__EXERCISE AIM__
Output the material below line for line without changing anything, but leave out the pictures.

A block of data:
╭──

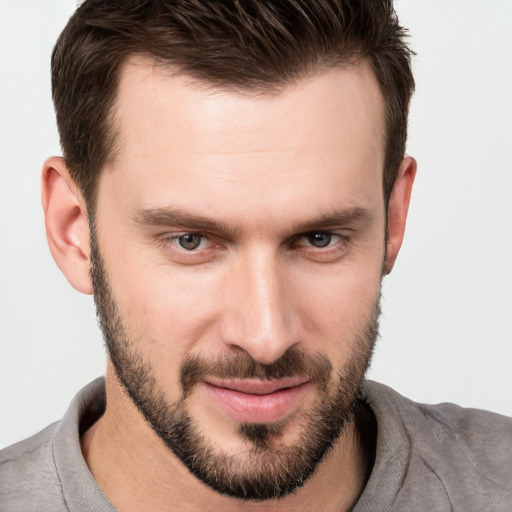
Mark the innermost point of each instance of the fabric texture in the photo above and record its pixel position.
(429, 458)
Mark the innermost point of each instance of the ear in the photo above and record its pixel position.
(67, 224)
(397, 210)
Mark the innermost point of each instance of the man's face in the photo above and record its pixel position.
(239, 248)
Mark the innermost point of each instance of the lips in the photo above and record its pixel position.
(256, 401)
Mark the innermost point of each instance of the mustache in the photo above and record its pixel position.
(241, 365)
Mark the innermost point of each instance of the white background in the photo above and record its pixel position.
(447, 323)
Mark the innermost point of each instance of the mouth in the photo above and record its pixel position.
(256, 401)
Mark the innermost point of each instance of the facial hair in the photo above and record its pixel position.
(269, 469)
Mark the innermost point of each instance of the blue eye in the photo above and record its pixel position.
(189, 241)
(319, 239)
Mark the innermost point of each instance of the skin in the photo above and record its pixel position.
(267, 169)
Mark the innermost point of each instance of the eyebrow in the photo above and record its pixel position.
(341, 217)
(173, 216)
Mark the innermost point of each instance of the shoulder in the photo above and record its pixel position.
(28, 474)
(441, 453)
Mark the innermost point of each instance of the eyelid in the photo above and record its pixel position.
(342, 237)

╰──

__RESPONSE TO THE TASK__
Mark the innermost point of each instance of the fabric texture in the photo above and record its pixel position.
(429, 458)
Mark the innermost point of each instance of the ear in the photo above and record its pixel position.
(67, 224)
(397, 210)
Mark the innermost point of each instance of the man's face in the photo above and record its pixel position.
(239, 248)
Mark the innermost point of each instance of the lips in the photo above and record its pixel position.
(256, 401)
Mark the innermost point of each instance of the mustache in the photo above and record its pixel position.
(241, 365)
Mark the innermost point of each instance of the white background in the photo above and record its pixel position.
(447, 323)
Mark the innermost point of each instance of the mouth in the photo above and record its pixel position.
(256, 401)
Mark the innermost point of each instance of the facial hair in the photo above and record its pixel position.
(269, 469)
Mark the innermost point of each instance of the blue eye in the photo above and record its pixel position.
(189, 241)
(319, 239)
Mark the innermost point of each instance of the skin in the photo above and record its pixel position.
(267, 169)
Mark the innermost point of each instance of the eyebrow in the photo above and record its pixel position.
(341, 217)
(173, 216)
Mark the innermost point of each instance of the shoulder in the photo above and record its pixel position.
(28, 474)
(441, 453)
Mark the innermost point of each instance of the eyelid in the photo above and record its pixel position.
(342, 237)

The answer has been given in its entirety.